DATA EXTRACTS:
____________________

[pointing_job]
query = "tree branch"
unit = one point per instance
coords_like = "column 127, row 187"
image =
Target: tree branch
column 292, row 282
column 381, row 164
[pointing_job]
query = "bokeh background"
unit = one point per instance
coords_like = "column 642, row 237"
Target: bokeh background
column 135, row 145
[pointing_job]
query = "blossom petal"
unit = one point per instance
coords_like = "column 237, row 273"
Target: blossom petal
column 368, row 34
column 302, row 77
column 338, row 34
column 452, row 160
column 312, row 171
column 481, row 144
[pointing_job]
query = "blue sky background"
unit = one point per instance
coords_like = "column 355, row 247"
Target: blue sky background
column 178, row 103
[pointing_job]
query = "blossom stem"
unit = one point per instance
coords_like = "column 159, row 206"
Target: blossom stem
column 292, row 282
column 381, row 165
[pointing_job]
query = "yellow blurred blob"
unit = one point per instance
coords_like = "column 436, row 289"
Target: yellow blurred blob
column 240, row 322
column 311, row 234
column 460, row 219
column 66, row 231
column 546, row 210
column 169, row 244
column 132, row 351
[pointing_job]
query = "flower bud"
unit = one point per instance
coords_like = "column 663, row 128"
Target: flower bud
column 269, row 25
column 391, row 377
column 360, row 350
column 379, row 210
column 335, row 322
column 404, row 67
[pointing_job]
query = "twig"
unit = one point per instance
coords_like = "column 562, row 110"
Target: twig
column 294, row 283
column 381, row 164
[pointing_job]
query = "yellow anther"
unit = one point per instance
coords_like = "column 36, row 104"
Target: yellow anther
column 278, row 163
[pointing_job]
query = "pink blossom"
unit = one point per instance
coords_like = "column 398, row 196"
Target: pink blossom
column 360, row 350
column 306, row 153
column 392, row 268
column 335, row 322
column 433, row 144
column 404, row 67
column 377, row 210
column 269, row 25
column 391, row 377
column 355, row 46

____________________

Every line from the data above that contains "query" must appear in the answer.

ANSWER BOX:
query = "tree branch"
query = "bokeh background"
query = "blossom petal"
query = "blue sky background"
query = "blossom stem"
query = "yellow blurred blob"
query = "flower bud"
query = "twig"
query = "yellow anther"
query = "pink blossom"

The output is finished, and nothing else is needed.